**ACTION ITEM:**
Return the listing below exactly as it stands. Pictures stay out.

══════════

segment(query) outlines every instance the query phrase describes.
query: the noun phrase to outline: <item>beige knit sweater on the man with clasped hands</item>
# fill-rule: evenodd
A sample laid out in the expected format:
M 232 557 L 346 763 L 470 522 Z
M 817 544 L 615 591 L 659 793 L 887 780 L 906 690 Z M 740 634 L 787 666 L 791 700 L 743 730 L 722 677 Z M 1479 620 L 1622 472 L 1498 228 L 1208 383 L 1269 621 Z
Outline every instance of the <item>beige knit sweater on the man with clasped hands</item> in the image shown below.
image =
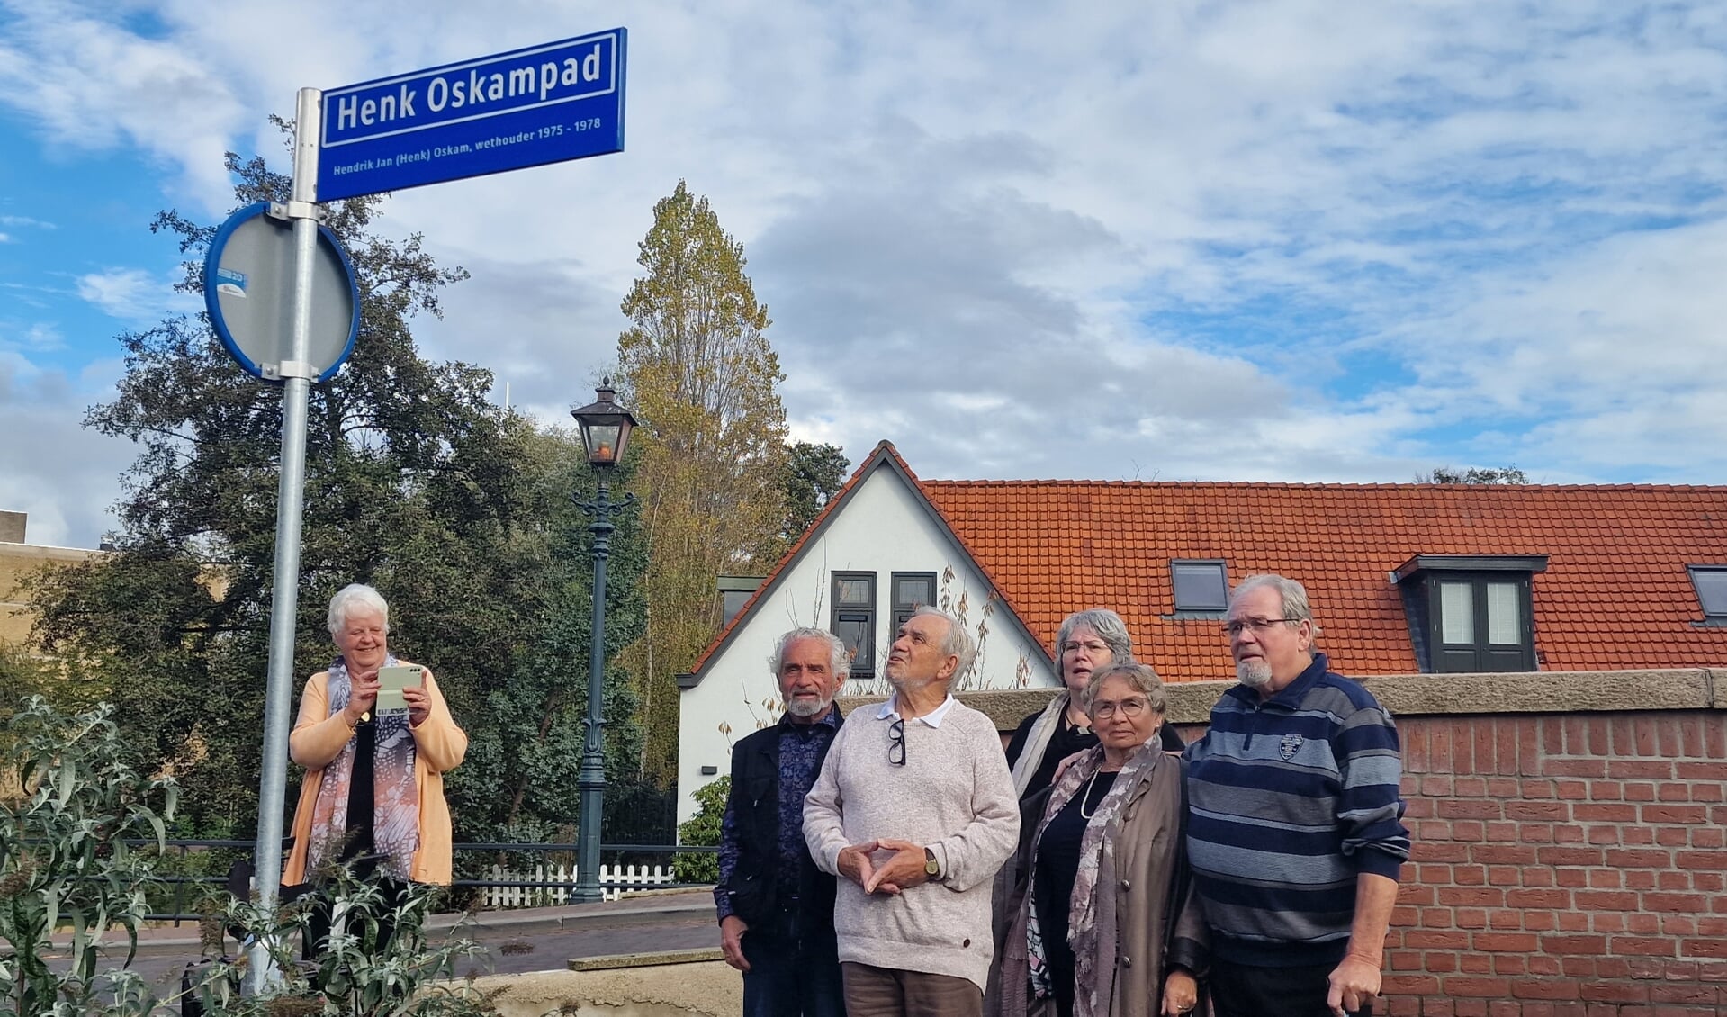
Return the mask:
M 990 977 L 990 881 L 1019 844 L 1019 803 L 1002 739 L 983 713 L 952 703 L 931 727 L 905 722 L 905 765 L 888 761 L 879 706 L 853 710 L 803 803 L 815 863 L 838 874 L 848 844 L 898 837 L 926 844 L 938 882 L 865 894 L 839 879 L 839 960 L 971 979 Z M 886 862 L 891 851 L 876 855 Z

══════════

**RESULT FOR THIS TASK:**
segment(query) outlines every instance the query phrase describes.
query: the noun phrase to outline: <item>beige knit sweater on the man with clasped hands</item>
# fill-rule: evenodd
A sample laid out in the expected format:
M 232 557 L 346 763 L 470 522 Z
M 817 544 L 615 591 L 659 793 L 887 780 L 906 690 Z M 740 634 L 787 666 L 791 700 L 743 730 L 722 677 Z M 1479 620 L 1622 472 L 1498 228 L 1208 383 L 1269 621 Z
Outline every instance of the <item>beige knit sweater on the man with clasped hands</item> in the image shown below.
image =
Return the mask:
M 990 977 L 990 881 L 1019 844 L 1019 803 L 1002 739 L 983 713 L 952 703 L 931 727 L 905 722 L 905 765 L 888 761 L 879 706 L 853 710 L 803 803 L 815 863 L 838 874 L 848 844 L 898 837 L 926 844 L 938 882 L 865 894 L 839 879 L 839 960 L 971 979 Z M 886 862 L 891 851 L 876 855 Z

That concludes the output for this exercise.